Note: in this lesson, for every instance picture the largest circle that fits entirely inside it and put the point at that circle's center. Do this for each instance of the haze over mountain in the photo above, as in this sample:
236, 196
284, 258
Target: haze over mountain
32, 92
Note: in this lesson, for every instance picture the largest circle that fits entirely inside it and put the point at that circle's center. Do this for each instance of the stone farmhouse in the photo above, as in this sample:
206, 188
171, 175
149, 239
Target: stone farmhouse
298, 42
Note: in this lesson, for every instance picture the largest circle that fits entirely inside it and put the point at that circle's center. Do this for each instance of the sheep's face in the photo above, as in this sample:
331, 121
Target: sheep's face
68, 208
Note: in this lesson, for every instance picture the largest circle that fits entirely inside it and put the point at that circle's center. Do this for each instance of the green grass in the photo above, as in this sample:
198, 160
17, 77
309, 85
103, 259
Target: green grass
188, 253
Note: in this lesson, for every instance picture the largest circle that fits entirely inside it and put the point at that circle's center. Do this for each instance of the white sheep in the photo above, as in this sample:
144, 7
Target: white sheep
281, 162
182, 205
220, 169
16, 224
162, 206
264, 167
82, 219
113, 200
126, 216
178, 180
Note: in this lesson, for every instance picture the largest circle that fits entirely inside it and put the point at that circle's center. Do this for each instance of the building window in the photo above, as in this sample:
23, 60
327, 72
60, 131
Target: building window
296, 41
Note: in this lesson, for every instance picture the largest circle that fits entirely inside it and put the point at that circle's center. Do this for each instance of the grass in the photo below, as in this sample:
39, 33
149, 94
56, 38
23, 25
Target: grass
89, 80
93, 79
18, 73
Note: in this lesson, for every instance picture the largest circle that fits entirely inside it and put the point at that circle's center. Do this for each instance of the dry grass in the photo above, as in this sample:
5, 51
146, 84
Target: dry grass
──────────
» Problem to work on
Start copying at the line that contains "Target: grass" and stop after the last line of the records, keeping every line exactly.

» Response box
Target: grass
89, 80
93, 79
18, 73
Note: in this lesson, for every instance picture the largest circle that fits entirely inside it and put the point at that circle's center. Do this for each instance of the dry grass in the photo above, as in this sample:
5, 51
146, 84
Target: dry grass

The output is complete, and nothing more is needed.